WHAT TO PRODUCE: Find how many lines in this data contain the string "table". Respond with only that number.
--------------------------------------------------
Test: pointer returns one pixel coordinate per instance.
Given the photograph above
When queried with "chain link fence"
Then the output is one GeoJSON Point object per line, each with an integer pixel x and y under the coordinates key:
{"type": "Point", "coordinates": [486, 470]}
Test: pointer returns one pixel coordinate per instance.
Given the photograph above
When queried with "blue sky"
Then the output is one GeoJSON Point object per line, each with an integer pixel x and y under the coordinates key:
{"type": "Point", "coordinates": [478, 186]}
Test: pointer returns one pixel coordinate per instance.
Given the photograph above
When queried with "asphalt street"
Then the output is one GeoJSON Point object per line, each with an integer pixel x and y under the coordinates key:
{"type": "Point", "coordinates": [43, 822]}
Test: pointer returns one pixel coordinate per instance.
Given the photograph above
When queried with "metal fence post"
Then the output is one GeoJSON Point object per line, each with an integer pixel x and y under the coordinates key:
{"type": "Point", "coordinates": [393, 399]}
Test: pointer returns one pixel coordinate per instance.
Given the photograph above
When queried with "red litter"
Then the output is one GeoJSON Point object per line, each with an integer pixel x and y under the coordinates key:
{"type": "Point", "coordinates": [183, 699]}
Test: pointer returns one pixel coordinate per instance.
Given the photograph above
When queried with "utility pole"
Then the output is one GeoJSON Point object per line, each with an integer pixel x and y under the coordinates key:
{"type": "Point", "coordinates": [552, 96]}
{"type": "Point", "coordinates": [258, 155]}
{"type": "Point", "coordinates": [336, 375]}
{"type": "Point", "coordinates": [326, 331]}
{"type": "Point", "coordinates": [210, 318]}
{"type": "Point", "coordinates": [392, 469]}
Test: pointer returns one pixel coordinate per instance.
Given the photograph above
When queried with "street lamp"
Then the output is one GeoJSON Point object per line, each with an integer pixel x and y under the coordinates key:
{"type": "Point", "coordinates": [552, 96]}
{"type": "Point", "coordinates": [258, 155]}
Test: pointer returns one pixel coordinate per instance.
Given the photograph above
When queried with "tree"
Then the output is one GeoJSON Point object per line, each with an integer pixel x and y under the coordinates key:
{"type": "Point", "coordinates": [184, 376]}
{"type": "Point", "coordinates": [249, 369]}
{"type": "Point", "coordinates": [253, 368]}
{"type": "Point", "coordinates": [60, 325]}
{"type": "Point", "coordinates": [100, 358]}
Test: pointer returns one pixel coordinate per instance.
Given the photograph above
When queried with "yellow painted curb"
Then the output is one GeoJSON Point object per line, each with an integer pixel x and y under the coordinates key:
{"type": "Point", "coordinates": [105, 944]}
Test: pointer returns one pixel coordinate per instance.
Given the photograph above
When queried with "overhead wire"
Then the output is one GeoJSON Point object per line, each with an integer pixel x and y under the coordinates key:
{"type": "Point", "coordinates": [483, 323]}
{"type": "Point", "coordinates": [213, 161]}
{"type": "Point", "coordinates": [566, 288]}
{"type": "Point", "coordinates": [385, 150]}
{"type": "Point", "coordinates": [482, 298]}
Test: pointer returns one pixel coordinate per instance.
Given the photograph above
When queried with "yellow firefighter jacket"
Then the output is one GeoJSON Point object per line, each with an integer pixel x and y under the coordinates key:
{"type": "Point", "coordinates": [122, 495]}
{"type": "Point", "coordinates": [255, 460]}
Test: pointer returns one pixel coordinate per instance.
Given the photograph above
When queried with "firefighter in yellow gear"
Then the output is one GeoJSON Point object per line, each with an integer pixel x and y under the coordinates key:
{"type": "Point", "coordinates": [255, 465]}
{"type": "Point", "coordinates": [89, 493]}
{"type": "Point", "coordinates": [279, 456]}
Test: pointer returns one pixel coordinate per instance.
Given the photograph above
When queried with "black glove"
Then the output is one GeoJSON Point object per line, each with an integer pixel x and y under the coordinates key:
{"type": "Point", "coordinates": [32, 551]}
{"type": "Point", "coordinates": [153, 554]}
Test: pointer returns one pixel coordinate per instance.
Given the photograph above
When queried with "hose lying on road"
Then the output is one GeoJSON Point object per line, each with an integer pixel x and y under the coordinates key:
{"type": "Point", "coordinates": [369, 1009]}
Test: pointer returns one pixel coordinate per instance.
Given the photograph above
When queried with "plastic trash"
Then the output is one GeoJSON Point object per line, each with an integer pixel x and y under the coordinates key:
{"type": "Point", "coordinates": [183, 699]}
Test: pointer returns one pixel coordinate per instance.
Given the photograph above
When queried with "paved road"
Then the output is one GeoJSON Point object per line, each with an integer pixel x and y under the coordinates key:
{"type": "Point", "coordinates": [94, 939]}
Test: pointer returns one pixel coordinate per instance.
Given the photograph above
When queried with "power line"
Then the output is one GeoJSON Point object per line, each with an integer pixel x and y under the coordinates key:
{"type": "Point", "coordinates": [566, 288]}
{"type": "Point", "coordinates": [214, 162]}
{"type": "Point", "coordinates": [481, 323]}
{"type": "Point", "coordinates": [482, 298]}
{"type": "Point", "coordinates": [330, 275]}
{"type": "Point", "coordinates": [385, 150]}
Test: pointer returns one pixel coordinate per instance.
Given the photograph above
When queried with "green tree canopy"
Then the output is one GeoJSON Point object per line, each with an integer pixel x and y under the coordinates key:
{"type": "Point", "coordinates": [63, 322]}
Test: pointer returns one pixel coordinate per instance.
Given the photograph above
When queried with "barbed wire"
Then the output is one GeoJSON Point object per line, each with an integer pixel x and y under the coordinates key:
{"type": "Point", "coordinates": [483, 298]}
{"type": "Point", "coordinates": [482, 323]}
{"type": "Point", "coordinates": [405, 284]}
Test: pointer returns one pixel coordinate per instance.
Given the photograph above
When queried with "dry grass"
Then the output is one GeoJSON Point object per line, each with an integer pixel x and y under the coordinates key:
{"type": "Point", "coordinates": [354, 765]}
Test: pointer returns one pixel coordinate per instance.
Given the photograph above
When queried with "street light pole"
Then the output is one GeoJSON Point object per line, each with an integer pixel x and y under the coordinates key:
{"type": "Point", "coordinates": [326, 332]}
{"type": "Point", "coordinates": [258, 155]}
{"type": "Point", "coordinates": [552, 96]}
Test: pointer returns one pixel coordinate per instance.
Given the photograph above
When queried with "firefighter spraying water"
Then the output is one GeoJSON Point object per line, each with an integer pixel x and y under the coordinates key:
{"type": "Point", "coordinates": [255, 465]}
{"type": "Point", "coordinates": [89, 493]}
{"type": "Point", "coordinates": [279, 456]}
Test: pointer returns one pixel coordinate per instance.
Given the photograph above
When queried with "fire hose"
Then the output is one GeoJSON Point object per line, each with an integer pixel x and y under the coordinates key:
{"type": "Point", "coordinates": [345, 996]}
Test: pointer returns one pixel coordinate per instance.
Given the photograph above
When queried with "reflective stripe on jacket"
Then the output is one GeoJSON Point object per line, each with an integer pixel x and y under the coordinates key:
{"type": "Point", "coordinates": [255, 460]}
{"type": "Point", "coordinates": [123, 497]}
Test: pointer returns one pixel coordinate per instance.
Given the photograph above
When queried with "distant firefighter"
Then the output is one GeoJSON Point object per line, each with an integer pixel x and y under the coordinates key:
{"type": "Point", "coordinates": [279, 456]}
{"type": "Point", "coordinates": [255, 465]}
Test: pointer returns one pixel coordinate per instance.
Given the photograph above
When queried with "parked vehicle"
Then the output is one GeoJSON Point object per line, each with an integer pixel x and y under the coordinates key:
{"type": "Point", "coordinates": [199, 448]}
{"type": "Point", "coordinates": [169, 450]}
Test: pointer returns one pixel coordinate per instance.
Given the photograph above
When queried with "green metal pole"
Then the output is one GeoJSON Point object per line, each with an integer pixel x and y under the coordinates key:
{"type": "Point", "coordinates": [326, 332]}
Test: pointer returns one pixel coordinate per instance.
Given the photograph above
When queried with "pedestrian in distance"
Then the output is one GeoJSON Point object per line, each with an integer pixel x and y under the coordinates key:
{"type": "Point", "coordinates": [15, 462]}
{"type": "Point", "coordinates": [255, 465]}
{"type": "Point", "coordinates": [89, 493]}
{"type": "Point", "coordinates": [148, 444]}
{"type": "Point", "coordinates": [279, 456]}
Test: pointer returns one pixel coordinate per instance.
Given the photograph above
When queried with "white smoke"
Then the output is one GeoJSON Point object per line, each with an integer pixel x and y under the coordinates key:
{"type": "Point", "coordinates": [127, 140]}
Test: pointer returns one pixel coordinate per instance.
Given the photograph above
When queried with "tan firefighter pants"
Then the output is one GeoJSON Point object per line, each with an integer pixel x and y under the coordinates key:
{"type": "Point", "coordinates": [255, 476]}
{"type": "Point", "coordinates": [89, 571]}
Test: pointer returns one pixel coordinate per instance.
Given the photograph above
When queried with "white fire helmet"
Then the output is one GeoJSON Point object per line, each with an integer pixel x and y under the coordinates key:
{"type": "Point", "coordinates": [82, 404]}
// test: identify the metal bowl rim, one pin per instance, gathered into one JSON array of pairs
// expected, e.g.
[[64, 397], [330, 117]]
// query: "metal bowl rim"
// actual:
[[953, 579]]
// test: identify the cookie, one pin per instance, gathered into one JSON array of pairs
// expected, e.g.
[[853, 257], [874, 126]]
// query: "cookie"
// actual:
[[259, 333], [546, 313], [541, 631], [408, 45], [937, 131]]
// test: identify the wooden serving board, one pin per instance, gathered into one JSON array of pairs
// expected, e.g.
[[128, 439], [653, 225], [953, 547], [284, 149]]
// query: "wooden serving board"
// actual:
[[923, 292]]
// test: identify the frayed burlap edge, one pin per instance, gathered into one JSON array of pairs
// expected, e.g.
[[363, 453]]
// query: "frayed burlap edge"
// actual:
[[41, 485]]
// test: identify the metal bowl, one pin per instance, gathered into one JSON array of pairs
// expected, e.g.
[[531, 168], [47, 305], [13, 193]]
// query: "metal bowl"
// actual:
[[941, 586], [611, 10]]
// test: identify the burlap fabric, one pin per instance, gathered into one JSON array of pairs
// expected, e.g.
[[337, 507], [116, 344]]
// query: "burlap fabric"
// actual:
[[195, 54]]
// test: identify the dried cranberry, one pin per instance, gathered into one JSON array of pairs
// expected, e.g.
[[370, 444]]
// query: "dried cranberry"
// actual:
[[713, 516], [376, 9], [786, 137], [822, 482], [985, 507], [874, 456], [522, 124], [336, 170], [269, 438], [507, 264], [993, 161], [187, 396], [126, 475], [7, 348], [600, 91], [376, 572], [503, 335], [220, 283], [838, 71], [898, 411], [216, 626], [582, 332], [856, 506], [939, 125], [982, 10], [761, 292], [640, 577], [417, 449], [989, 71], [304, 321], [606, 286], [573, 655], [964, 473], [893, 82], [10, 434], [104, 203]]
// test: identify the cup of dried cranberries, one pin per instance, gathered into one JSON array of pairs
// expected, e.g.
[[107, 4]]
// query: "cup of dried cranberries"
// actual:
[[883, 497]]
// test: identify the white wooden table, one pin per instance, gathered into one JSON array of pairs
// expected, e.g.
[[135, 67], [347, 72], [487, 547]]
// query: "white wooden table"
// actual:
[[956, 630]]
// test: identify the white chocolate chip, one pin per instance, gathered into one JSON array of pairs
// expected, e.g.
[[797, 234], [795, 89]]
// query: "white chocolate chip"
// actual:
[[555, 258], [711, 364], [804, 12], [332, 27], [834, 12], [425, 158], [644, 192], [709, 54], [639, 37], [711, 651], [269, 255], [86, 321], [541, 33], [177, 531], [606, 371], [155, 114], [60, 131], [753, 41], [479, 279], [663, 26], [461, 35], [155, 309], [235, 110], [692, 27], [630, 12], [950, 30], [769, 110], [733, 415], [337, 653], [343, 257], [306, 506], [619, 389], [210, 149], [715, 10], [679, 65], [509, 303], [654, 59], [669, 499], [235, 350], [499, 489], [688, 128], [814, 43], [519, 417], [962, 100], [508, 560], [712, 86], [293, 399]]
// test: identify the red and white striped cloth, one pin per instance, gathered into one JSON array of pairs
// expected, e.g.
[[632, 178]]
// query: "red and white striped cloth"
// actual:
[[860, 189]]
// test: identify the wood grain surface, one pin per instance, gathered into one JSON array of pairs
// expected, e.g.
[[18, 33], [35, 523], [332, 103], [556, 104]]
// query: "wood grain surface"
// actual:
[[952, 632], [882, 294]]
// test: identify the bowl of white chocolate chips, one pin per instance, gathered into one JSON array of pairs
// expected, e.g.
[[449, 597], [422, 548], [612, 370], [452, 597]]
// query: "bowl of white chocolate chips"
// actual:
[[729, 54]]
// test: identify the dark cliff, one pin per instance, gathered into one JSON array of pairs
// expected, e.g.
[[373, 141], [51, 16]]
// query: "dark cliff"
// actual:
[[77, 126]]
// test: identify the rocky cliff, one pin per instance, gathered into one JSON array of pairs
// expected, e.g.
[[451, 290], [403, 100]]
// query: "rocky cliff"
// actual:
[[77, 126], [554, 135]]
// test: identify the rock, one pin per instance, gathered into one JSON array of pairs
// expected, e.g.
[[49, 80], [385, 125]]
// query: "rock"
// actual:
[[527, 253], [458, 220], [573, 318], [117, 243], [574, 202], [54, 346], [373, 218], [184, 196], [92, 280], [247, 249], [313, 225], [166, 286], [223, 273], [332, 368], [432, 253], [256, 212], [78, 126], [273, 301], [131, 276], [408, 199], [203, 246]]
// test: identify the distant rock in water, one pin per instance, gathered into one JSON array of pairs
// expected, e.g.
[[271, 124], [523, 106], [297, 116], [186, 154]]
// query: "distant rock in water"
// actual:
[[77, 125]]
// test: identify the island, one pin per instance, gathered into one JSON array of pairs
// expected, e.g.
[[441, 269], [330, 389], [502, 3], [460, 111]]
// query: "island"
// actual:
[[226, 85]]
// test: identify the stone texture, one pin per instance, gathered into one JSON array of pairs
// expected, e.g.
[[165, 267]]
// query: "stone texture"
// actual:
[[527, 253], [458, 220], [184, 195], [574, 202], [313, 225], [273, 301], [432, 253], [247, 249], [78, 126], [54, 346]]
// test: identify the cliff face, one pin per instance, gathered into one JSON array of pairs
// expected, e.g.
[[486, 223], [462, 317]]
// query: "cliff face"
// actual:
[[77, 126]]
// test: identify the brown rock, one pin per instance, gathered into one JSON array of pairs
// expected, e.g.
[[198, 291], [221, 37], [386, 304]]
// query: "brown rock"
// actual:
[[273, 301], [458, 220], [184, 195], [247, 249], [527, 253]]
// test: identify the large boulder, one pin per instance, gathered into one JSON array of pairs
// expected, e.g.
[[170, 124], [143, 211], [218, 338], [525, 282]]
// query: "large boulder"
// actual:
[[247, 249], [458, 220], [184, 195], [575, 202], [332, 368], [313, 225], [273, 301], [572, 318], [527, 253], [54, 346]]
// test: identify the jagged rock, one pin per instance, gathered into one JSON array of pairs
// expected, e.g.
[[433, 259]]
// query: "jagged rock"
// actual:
--------------------------------------------------
RESPONSE: 2